Data extracted from a collection

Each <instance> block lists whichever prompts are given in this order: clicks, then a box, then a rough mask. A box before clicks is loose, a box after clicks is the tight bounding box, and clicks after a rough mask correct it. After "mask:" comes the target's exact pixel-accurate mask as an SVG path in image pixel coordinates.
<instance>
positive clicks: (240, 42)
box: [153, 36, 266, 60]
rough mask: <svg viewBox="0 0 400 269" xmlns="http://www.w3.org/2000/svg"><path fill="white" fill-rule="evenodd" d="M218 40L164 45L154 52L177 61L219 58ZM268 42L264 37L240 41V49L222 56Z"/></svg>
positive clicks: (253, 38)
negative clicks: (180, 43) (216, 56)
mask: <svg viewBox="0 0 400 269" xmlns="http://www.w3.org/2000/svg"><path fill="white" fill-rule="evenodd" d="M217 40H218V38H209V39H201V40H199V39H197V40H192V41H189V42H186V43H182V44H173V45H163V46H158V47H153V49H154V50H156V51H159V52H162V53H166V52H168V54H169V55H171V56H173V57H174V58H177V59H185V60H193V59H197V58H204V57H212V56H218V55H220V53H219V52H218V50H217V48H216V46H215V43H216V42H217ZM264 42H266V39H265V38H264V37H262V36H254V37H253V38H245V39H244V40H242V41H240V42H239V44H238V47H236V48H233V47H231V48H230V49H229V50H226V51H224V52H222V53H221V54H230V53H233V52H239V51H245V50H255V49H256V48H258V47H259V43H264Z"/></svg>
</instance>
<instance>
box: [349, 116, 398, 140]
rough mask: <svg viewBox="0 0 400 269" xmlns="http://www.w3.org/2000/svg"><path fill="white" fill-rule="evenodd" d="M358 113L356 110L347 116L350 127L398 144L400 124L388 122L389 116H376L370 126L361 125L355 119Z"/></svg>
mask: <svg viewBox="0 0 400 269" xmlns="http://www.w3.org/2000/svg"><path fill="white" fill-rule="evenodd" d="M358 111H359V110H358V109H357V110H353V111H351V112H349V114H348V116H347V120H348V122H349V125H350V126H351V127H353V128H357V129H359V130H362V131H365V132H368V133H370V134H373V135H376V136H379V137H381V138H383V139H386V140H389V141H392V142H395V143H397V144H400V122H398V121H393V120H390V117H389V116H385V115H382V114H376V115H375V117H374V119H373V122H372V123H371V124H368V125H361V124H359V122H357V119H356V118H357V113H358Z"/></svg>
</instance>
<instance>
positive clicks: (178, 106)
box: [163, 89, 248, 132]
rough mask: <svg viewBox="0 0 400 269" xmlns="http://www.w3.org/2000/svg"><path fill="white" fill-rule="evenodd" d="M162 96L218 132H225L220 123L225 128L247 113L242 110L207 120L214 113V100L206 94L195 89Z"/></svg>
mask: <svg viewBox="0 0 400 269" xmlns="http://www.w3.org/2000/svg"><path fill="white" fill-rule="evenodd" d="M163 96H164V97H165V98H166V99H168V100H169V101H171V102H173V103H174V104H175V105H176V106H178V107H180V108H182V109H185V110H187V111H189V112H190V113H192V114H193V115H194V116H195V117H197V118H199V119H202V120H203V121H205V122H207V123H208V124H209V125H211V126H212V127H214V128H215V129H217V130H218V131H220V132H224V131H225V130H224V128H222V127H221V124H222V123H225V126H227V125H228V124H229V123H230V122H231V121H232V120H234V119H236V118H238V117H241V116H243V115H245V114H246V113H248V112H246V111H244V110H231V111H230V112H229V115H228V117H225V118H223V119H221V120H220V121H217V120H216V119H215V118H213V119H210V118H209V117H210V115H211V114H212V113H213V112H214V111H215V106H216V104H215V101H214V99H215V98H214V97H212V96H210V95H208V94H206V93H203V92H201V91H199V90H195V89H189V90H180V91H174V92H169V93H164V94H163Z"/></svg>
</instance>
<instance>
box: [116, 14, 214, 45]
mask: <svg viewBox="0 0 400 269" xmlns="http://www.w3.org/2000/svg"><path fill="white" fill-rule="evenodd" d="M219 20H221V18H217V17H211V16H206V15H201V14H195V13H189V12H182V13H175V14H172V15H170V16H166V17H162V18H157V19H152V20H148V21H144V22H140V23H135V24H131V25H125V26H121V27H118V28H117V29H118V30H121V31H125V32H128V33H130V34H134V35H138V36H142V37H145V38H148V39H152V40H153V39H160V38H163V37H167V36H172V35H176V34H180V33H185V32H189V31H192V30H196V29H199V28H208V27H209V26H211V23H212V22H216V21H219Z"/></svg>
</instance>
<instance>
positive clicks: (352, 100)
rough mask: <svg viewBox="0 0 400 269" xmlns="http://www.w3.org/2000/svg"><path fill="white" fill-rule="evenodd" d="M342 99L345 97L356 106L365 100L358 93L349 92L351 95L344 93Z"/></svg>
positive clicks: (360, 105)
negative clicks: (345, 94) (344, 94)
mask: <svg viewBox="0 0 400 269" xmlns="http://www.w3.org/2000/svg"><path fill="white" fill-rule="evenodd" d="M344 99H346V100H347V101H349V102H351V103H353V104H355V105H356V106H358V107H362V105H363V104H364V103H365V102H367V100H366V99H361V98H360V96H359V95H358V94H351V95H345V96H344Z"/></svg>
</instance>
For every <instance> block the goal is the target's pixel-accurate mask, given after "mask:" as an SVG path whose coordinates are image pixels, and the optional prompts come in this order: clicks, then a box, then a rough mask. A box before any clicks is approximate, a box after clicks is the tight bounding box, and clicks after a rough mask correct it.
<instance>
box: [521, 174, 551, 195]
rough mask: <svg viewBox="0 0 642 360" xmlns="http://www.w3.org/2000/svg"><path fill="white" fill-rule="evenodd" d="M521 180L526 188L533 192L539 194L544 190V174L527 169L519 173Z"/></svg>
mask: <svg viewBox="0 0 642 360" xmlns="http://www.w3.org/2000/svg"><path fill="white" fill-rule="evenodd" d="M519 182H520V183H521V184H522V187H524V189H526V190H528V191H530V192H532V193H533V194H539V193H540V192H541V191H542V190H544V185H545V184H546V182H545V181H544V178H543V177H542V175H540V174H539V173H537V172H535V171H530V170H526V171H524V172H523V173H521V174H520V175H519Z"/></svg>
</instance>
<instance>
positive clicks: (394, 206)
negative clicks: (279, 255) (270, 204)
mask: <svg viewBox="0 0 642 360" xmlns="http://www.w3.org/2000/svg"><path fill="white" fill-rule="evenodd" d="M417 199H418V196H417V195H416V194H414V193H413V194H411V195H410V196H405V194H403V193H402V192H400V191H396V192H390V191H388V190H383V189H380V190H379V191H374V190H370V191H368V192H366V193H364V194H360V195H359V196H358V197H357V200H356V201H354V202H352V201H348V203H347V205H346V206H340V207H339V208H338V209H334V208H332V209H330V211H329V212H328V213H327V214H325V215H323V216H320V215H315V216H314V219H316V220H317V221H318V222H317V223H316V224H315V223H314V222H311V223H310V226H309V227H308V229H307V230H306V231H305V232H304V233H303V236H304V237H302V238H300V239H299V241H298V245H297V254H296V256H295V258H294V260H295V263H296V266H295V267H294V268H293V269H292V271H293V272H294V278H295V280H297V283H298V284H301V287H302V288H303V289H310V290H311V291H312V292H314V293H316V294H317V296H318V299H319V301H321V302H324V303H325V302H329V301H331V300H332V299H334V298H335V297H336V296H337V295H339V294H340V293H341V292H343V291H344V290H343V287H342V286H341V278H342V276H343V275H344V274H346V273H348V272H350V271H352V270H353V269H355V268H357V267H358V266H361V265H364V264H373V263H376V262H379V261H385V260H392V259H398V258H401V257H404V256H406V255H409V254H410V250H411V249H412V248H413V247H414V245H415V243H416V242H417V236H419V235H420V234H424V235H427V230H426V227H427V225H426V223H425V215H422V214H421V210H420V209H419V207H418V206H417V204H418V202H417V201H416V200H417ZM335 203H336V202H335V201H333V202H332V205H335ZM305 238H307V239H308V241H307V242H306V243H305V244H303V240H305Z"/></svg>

→ **TASK DIRECTIONS**
The required output is the number of lines in the records that contain the word "prompts", with nothing added.

→ **ANSWER SECTION**
2